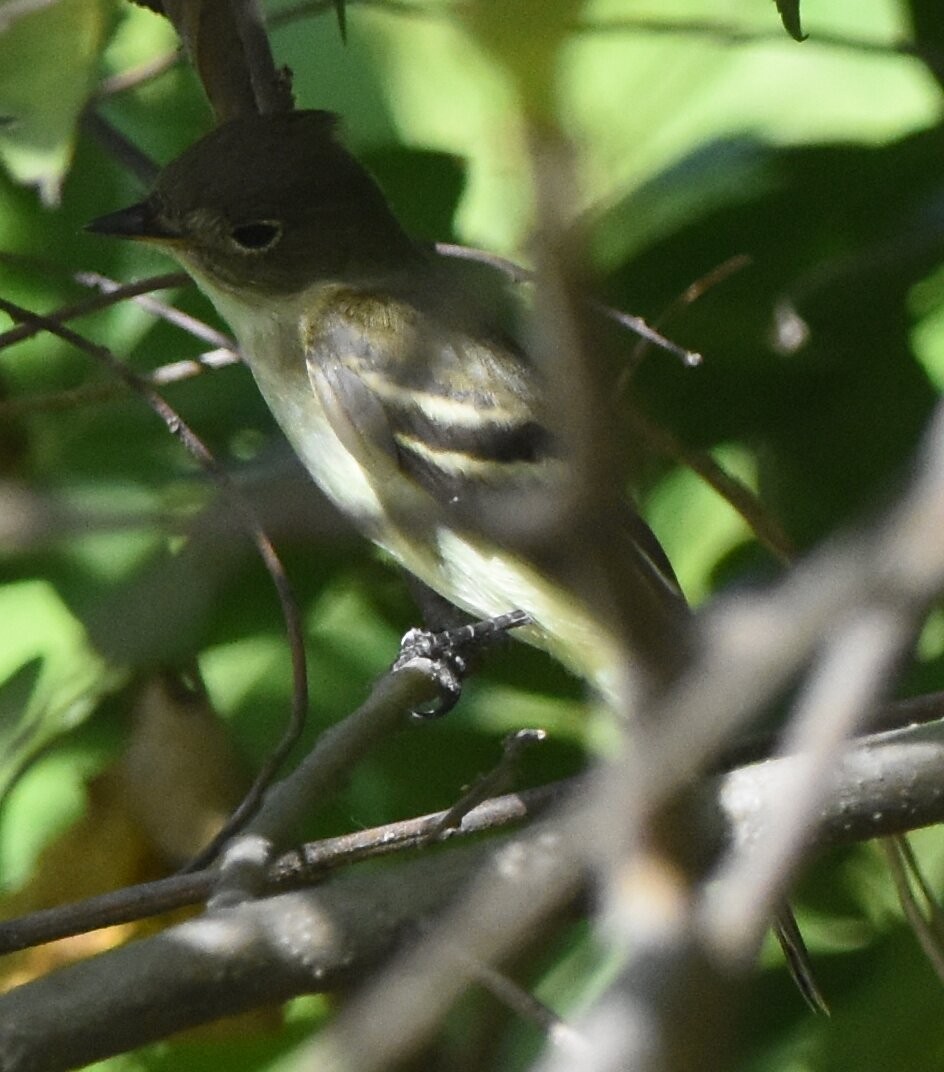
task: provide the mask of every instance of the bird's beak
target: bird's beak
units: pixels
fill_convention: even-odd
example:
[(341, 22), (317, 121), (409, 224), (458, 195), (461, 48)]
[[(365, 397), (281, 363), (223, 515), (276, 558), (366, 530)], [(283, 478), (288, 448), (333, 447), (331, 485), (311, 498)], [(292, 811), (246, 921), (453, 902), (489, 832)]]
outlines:
[(141, 242), (180, 242), (183, 237), (159, 219), (151, 203), (146, 200), (100, 215), (86, 224), (86, 230), (93, 235), (133, 238)]

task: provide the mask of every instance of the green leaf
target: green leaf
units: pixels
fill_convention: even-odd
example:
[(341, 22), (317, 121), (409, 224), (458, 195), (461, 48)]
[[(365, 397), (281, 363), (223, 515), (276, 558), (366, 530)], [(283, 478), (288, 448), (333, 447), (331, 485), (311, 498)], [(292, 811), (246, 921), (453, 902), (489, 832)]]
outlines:
[(0, 126), (0, 161), (55, 205), (115, 5), (59, 0), (25, 14), (19, 6), (0, 6), (0, 116), (11, 119)]
[(799, 0), (777, 0), (777, 11), (790, 36), (794, 41), (805, 41), (807, 35), (799, 25)]

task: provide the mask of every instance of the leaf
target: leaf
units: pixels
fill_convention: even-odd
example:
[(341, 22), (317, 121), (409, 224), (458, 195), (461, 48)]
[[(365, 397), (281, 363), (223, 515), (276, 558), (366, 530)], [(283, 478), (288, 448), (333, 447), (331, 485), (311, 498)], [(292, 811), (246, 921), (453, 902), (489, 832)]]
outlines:
[(0, 161), (47, 205), (59, 202), (114, 11), (110, 0), (59, 0), (19, 17), (0, 10), (0, 116), (11, 119)]
[(790, 36), (794, 41), (806, 41), (807, 34), (799, 25), (799, 0), (777, 0), (777, 11)]

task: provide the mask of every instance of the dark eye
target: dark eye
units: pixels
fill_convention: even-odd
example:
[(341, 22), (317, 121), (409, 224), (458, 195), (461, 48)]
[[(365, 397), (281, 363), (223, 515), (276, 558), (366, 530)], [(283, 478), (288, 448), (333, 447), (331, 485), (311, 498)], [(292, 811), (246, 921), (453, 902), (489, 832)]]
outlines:
[(282, 227), (272, 220), (241, 223), (229, 233), (233, 241), (243, 250), (261, 253), (271, 249), (282, 237)]

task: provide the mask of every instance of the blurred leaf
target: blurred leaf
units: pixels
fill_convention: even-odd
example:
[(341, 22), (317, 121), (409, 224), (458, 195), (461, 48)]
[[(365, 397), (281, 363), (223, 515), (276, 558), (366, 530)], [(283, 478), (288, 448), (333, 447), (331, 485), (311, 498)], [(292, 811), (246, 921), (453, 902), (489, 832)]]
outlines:
[(0, 160), (46, 204), (59, 200), (115, 10), (114, 0), (58, 0), (5, 18), (0, 6), (0, 114), (14, 120), (0, 128)]

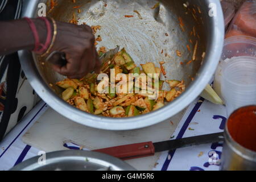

··········

*Instruções e requisitos:* Reescreva as linhas que vão da linha com "task: provide the mask of every instance of the dark" até a linha com "249), (282, 237)]", ambas incluídas, e desloque os contornos listados sob outlines somando 66 a cada coordenada de vértice. Mantenha todas as outras linhas desse trecho exatamente iguais.

*Resposta do exercício:*
task: provide the mask of every instance of the dark eye
target: dark eye
units: pixels
fill_convention: even-odd
example:
[(341, 22), (317, 121), (409, 224), (458, 195), (461, 48)]
[[(365, 397), (281, 363), (223, 515), (276, 558), (366, 530)], [(283, 478), (288, 448), (333, 447), (331, 485), (311, 498)], [(292, 811), (246, 921), (453, 902), (489, 832)]]
outlines:
[(348, 293), (338, 286), (307, 289), (295, 299), (299, 307), (309, 316), (327, 319), (337, 315), (348, 303)]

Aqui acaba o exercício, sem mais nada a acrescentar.